**Source**
UK Financial Services Firms Could Provide More Secure Services by Leveraging Phishing-Resistant Tech: Report

The United Kingdom has consistently taken a strong position on cybersecurity, “recognizing the need to drive awareness and responsiveness on a national scale,” according to an update from Hypr, the passwordless service provider.

It reportedly “established the National Cybersecurity Centre in 2016, has among the strictest security and data protection laws, and recently launched its £2.6 billion National Cyber Strategy.”

The tough stance “holds even more true for banking and financial services organizations, with additional requirements imposed by the Bank of England’s Prudential Regulation Authority (PRA) and international bodies, such as PCI-DSS.”

While these regulations are positive steps, “it means compliance ends up driving many security decisions — to the potential detriment of organizations and their customers.”

In a recent Ernst & Young survey, CISOs in the UK “named ensuring compliance as the most stressful element for their role, yet only 36% believe that compliance requirements focus on the right aspects of security.”

In fact, compliance requirements “typically lag far behind current attack landscape risks. Nowhere is this more evident than in authentication security.

HYPR and Vanson Bourne recently conducted a survey “on the authentication practices and security of financial services organizations in the UK as well as the US and Europe.” Results show the repercussions “of over-relying on regulations to drive cybersecurity infrastructure decisions.”

**What this exercise asks**
1) In the report on UK financial services security, what share of UK CISOs in the Ernst & Young survey believe compliance requirements focus on the right aspects of security?
2) Retype the passage of the report on UK financial services security starting at "While these regulations" and ending at "in authentication security.".

**Recorded data**
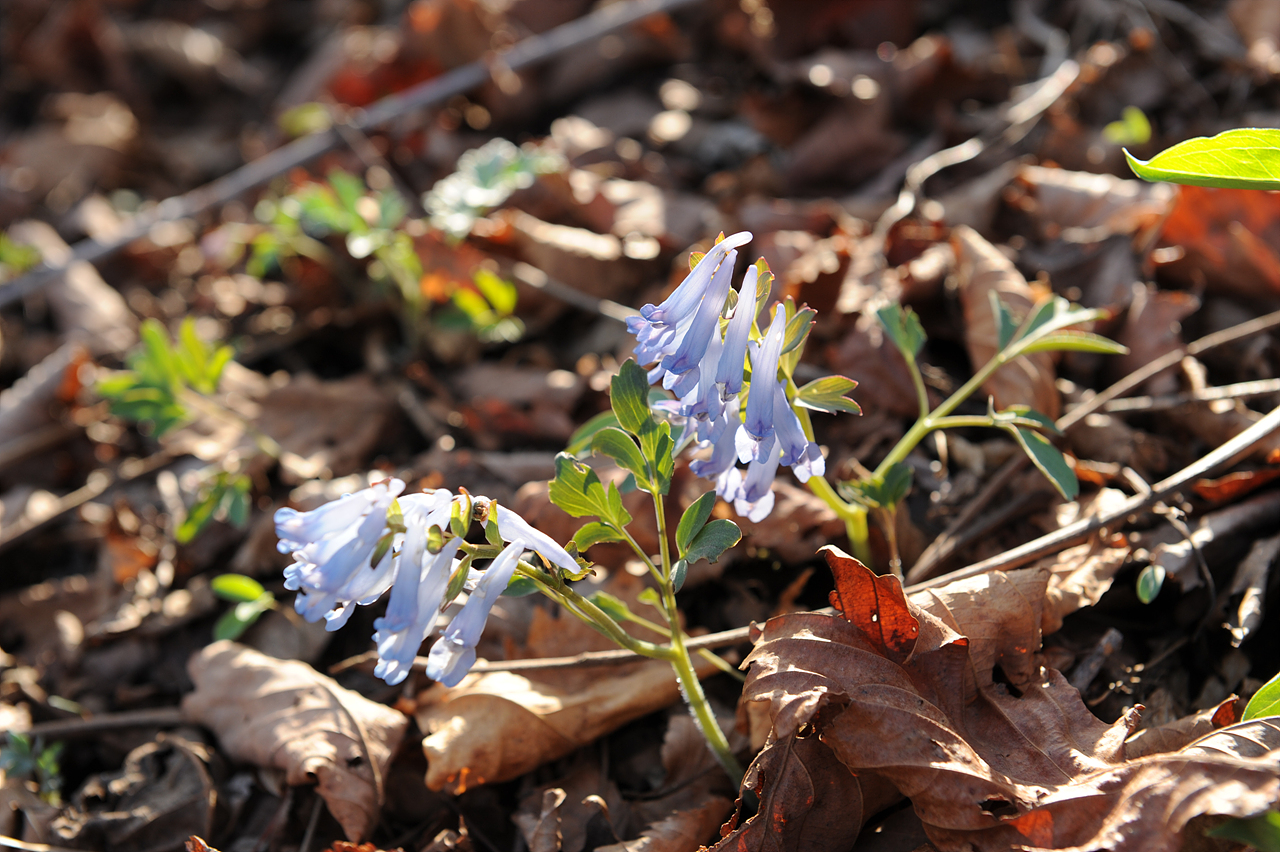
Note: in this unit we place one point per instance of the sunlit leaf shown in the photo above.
(1244, 159)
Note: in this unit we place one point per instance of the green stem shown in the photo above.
(928, 422)
(684, 667)
(853, 516)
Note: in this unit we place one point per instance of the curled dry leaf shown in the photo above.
(982, 270)
(286, 714)
(498, 725)
(886, 687)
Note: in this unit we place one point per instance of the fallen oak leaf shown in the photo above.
(1000, 769)
(286, 714)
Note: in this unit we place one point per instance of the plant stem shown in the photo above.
(690, 686)
(853, 516)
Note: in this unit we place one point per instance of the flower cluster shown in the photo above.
(704, 367)
(350, 552)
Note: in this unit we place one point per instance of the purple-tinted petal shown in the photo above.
(764, 379)
(456, 650)
(732, 361)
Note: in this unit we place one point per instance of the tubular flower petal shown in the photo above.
(799, 453)
(728, 371)
(754, 499)
(420, 583)
(661, 329)
(513, 528)
(455, 653)
(758, 421)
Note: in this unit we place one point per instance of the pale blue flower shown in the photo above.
(512, 527)
(728, 371)
(758, 420)
(414, 605)
(661, 329)
(455, 653)
(332, 550)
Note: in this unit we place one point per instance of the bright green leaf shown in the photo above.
(1265, 701)
(713, 540)
(828, 394)
(629, 395)
(236, 587)
(622, 449)
(694, 520)
(1243, 159)
(1150, 582)
(1074, 342)
(1050, 462)
(595, 532)
(903, 328)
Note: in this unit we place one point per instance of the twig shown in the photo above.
(1080, 530)
(942, 546)
(73, 728)
(1240, 389)
(530, 51)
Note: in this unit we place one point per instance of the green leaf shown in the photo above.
(595, 532)
(798, 329)
(881, 491)
(1133, 128)
(622, 449)
(580, 441)
(1150, 581)
(1261, 832)
(629, 395)
(828, 394)
(1074, 342)
(713, 540)
(694, 520)
(579, 491)
(458, 578)
(237, 587)
(679, 573)
(520, 586)
(1243, 159)
(1050, 462)
(499, 292)
(1265, 701)
(1005, 323)
(903, 328)
(616, 608)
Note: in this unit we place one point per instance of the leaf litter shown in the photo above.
(810, 127)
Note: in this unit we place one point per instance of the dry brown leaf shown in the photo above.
(1152, 329)
(982, 270)
(1182, 732)
(682, 832)
(160, 796)
(885, 690)
(498, 725)
(286, 714)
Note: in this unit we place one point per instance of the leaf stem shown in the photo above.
(684, 667)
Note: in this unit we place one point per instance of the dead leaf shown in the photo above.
(682, 832)
(1182, 732)
(284, 714)
(160, 796)
(982, 269)
(83, 306)
(1084, 207)
(1152, 329)
(995, 768)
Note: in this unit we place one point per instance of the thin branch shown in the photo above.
(438, 90)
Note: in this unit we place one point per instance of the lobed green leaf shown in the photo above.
(1240, 159)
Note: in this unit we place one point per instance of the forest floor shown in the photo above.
(923, 152)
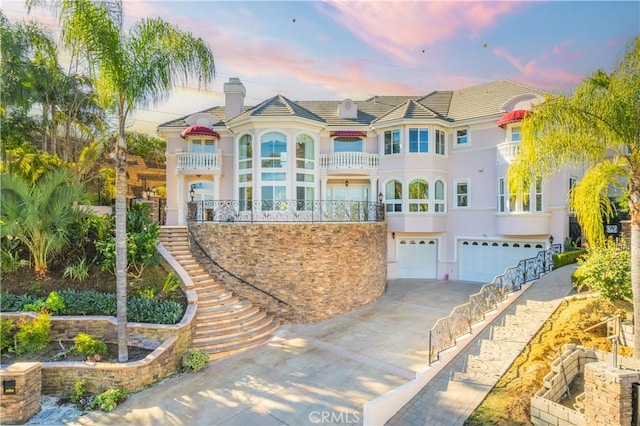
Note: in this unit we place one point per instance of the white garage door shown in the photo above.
(417, 258)
(482, 261)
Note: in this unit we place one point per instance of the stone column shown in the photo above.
(608, 394)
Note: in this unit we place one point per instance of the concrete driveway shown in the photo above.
(318, 373)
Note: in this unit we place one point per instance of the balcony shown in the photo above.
(349, 163)
(506, 152)
(199, 162)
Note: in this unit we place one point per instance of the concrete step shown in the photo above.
(210, 333)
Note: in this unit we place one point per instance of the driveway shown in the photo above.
(306, 374)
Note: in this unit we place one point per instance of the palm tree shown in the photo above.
(597, 126)
(40, 214)
(132, 68)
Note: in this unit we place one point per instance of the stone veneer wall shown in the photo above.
(19, 407)
(169, 342)
(321, 269)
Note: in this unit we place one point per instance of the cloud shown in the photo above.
(408, 27)
(536, 72)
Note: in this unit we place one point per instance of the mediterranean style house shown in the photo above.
(432, 166)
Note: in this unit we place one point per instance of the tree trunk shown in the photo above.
(121, 242)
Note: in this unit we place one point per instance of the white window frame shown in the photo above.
(440, 142)
(459, 137)
(418, 131)
(392, 142)
(457, 194)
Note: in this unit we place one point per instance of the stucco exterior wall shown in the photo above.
(319, 270)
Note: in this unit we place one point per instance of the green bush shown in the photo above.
(79, 391)
(567, 258)
(91, 302)
(33, 335)
(78, 272)
(606, 268)
(6, 335)
(195, 359)
(88, 345)
(53, 304)
(108, 400)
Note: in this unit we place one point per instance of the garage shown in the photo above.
(417, 258)
(482, 261)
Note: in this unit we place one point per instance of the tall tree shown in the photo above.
(132, 68)
(598, 126)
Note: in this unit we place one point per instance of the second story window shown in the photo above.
(393, 196)
(462, 137)
(392, 142)
(418, 140)
(462, 193)
(440, 142)
(418, 196)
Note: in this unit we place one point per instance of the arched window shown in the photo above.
(393, 196)
(245, 172)
(273, 174)
(418, 196)
(439, 206)
(305, 172)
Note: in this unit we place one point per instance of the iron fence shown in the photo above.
(446, 330)
(284, 211)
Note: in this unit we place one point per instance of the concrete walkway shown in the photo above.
(457, 390)
(307, 374)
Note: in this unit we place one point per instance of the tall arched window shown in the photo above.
(245, 172)
(393, 196)
(439, 205)
(273, 173)
(418, 196)
(305, 172)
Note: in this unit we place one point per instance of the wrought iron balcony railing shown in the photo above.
(284, 211)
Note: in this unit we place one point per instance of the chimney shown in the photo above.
(234, 93)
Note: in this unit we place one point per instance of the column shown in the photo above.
(181, 201)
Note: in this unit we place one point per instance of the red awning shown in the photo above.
(512, 117)
(347, 134)
(199, 131)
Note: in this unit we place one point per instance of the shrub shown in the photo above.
(567, 258)
(33, 335)
(79, 391)
(6, 336)
(195, 359)
(78, 272)
(53, 304)
(606, 268)
(108, 400)
(88, 345)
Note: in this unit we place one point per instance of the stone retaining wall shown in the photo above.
(321, 270)
(21, 401)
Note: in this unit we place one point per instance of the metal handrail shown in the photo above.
(284, 211)
(225, 270)
(446, 330)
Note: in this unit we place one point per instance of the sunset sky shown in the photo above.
(318, 50)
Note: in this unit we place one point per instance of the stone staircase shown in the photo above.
(505, 341)
(225, 324)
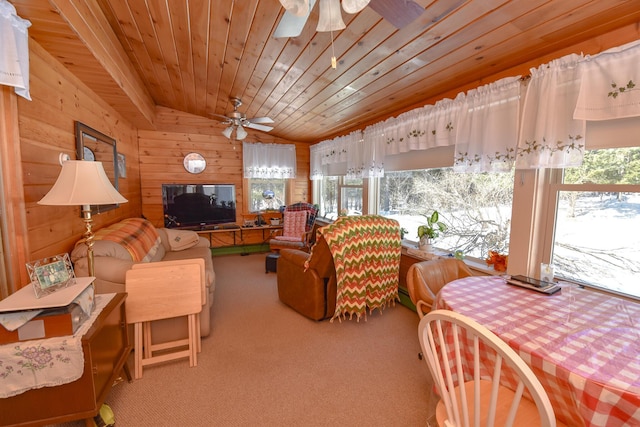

**Solution list**
1) 36%

2)
While these regulations are positive steps, “it means compliance ends up driving many security decisions — to the potential detriment of organizations and their customers.”

In a recent Ernst & Young survey, CISOs in the UK “named ensuring compliance as the most stressful element for their role, yet only 36% believe that compliance requirements focus on the right aspects of security.”

In fact, compliance requirements “typically lag far behind current attack landscape risks. Nowhere is this more evident than in authentication security.